** Supplied records follows **
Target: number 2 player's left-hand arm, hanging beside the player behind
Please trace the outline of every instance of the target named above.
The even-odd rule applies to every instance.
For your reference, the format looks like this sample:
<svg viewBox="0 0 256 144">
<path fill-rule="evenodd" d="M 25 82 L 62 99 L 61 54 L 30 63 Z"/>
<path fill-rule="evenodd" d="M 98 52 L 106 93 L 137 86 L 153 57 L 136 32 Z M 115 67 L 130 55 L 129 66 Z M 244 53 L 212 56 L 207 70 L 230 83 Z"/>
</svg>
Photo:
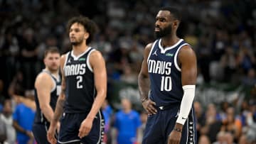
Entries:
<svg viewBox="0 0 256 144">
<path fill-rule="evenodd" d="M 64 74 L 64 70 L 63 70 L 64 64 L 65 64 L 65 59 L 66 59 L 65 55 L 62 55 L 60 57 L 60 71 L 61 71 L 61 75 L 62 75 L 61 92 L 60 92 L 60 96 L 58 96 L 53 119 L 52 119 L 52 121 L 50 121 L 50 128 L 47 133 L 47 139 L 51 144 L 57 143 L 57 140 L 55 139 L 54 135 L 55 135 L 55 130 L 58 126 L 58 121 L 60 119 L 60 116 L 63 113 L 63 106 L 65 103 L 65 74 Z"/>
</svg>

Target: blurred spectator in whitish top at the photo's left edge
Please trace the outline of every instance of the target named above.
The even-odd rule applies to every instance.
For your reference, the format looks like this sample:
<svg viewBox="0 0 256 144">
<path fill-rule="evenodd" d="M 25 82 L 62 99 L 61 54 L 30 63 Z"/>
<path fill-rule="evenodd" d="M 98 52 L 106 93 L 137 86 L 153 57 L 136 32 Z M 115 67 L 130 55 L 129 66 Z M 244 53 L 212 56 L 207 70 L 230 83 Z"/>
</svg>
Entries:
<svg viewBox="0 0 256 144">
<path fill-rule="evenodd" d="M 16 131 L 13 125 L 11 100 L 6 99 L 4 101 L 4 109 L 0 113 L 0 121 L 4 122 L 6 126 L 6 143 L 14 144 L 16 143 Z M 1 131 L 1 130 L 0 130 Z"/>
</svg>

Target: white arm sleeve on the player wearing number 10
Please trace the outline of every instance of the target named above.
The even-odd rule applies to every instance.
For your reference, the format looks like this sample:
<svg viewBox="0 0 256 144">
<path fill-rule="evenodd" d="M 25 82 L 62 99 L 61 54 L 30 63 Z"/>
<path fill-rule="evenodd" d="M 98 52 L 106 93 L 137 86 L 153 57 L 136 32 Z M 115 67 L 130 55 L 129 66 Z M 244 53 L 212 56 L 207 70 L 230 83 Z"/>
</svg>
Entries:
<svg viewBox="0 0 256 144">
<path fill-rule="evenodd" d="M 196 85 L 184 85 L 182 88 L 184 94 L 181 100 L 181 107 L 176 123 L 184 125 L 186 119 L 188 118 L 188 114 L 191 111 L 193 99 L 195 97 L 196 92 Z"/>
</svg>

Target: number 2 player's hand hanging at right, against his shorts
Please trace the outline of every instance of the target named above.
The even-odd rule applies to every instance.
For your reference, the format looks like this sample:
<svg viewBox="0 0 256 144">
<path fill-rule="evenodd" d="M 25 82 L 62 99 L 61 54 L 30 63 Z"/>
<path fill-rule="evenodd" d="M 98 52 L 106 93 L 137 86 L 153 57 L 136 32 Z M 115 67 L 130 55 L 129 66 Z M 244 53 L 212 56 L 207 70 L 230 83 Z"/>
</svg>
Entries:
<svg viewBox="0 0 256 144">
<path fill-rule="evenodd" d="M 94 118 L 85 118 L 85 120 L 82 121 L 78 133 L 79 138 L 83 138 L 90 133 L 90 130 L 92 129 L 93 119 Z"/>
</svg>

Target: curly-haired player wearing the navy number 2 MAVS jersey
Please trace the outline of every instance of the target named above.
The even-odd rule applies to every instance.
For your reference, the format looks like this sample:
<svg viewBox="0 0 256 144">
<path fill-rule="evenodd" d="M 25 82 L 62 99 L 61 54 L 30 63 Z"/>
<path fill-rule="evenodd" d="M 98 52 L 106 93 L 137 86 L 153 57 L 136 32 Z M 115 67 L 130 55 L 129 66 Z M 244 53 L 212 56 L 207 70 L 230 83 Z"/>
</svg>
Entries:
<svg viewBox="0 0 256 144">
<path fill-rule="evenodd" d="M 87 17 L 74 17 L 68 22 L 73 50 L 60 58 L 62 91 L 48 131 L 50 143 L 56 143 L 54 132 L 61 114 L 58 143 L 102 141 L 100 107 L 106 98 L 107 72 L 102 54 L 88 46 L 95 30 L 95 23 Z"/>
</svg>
** End of Supplied records **
** Supplied records follows **
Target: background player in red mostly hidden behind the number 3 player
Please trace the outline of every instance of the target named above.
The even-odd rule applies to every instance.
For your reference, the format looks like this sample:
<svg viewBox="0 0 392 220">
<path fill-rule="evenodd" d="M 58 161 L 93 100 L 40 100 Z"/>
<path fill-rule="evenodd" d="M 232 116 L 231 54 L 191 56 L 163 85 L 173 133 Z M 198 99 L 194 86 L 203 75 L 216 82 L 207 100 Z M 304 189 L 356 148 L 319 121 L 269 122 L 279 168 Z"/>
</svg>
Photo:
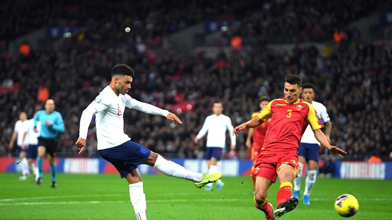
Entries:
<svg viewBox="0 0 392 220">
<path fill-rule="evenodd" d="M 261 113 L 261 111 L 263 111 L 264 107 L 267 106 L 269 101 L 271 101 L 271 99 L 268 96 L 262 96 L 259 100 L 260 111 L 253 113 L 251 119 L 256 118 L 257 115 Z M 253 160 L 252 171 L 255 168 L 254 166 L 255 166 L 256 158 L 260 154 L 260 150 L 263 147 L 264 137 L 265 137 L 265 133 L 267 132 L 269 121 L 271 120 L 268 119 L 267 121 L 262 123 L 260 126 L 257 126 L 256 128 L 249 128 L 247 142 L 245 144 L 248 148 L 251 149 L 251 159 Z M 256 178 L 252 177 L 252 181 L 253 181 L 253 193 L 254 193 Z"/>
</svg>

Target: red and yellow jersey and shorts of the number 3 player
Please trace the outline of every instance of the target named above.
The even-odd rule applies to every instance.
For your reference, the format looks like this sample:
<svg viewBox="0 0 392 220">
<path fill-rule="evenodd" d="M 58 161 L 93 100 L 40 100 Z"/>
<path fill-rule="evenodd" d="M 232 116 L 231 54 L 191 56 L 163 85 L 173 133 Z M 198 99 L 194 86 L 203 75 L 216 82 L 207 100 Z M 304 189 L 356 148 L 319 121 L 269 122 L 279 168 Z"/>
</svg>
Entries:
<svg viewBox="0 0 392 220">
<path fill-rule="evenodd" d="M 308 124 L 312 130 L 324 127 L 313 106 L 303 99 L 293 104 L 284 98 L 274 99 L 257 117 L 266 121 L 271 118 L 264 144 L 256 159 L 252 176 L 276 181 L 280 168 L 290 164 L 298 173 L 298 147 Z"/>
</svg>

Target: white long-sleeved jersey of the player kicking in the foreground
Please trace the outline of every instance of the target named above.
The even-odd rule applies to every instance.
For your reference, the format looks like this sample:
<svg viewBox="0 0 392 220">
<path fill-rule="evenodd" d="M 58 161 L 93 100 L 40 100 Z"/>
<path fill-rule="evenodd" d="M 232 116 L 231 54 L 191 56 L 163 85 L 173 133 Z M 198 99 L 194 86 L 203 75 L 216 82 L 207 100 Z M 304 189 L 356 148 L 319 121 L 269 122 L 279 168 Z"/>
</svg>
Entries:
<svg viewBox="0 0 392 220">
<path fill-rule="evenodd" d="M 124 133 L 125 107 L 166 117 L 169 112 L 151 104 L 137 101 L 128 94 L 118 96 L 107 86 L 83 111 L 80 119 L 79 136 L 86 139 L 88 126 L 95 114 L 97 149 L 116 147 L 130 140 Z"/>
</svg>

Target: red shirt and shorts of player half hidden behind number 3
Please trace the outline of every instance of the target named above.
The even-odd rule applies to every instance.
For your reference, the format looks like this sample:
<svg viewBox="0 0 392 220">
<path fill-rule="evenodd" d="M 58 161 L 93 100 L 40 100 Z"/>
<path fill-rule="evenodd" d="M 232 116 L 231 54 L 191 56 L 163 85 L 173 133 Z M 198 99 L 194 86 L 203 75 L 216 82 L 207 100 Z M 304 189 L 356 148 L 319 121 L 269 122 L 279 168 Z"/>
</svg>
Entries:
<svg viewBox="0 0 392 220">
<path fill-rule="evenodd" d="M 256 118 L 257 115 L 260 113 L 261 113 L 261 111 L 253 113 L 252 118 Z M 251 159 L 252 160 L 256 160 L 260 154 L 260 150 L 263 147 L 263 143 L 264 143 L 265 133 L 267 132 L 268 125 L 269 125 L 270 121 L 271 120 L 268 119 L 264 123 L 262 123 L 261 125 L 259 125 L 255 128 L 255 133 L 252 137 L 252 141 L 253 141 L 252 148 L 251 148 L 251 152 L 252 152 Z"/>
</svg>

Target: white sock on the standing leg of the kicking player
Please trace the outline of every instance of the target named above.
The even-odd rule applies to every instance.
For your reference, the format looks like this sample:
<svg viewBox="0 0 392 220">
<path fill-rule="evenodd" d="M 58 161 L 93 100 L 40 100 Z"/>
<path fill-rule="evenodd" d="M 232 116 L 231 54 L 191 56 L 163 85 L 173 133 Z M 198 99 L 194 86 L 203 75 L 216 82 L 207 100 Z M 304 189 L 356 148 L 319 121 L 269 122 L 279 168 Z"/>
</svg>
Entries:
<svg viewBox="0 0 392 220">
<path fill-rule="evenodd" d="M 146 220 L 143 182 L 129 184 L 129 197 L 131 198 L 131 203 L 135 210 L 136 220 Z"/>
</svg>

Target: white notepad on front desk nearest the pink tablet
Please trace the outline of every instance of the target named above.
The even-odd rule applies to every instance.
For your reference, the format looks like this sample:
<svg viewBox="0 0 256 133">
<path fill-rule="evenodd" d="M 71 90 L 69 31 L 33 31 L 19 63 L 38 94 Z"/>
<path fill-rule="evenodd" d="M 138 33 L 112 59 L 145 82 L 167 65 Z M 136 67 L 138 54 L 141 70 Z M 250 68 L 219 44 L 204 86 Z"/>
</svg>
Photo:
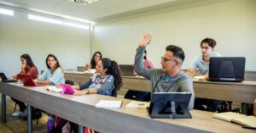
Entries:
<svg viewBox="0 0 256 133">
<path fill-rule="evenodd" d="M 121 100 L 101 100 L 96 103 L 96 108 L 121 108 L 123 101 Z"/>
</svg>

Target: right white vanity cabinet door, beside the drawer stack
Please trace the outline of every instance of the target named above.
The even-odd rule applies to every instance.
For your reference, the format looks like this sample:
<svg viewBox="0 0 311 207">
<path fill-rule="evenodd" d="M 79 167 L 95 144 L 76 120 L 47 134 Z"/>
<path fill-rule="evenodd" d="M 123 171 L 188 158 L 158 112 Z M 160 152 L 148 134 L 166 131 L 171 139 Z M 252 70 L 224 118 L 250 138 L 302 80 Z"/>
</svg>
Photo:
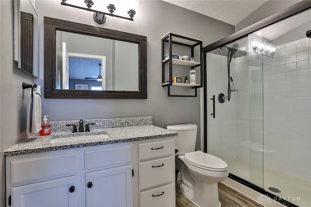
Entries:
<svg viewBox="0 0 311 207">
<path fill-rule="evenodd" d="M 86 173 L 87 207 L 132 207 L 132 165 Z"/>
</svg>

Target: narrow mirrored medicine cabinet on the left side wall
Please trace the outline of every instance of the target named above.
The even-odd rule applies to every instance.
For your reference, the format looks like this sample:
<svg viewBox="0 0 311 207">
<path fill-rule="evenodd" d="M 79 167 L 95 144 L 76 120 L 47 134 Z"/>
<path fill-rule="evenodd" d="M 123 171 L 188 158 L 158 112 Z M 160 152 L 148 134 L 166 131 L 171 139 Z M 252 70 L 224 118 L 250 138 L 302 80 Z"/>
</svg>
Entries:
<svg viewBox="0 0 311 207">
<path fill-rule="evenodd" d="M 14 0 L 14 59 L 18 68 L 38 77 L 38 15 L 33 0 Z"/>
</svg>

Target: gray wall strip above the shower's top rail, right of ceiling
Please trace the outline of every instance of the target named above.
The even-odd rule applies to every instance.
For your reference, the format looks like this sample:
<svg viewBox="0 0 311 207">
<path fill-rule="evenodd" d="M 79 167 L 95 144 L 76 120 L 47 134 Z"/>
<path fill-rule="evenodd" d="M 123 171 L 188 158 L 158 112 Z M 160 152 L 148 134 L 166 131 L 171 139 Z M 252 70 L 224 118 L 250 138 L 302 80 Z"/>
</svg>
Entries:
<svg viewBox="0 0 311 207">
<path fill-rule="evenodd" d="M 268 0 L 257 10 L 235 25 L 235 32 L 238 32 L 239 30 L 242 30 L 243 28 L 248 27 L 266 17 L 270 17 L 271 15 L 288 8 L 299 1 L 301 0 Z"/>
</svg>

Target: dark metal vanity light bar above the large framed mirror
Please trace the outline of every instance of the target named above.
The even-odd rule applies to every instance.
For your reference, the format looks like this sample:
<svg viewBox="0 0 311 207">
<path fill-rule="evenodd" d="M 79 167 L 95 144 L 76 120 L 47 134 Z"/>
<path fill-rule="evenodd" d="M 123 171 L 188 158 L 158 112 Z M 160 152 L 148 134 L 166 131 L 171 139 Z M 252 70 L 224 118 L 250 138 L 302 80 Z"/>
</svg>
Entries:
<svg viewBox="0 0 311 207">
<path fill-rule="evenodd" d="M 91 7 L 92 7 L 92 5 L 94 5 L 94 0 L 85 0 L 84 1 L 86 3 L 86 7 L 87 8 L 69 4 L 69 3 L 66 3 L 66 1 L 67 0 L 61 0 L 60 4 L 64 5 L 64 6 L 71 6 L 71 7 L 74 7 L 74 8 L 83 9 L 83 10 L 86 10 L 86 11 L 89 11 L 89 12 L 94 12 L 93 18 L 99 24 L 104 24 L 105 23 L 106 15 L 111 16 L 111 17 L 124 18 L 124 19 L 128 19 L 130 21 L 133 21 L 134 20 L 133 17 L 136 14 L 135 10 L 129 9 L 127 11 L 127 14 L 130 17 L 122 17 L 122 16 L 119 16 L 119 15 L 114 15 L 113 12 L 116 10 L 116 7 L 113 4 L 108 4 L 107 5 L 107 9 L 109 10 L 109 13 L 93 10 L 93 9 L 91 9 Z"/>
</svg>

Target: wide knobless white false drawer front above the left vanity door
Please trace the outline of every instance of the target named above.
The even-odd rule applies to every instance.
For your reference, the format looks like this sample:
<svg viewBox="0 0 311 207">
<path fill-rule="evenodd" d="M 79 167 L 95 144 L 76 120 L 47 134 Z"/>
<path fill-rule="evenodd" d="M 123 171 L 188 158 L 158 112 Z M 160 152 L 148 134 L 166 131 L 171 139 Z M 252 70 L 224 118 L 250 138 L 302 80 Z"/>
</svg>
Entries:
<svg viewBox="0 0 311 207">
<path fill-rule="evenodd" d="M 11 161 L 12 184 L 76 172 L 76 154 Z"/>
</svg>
** End of Supplied records **
__Your task__.
Find every line in the records that has the string "left", then state how many there are and nothing else.

__Task response__.
4